*STATED PROBLEM*.
Could you retype the lines below without changing anything?

*Extracted data entries*.
********

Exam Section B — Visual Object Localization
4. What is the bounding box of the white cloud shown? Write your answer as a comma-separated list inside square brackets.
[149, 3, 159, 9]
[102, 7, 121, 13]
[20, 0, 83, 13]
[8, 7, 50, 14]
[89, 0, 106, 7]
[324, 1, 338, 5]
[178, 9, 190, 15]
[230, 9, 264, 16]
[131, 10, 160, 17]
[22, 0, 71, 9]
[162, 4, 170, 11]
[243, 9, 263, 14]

********

*WRITTEN SOLUTION*.
Exam Section B — Visual Object Localization
4. What is the bounding box of the white cloud shown? Write your answer as a comma-separated list inside square brackets.
[149, 3, 159, 9]
[102, 7, 121, 13]
[20, 0, 83, 13]
[8, 7, 50, 14]
[89, 0, 106, 7]
[324, 1, 338, 5]
[178, 9, 190, 15]
[230, 9, 264, 16]
[131, 10, 160, 17]
[22, 0, 71, 9]
[162, 4, 170, 11]
[243, 9, 263, 14]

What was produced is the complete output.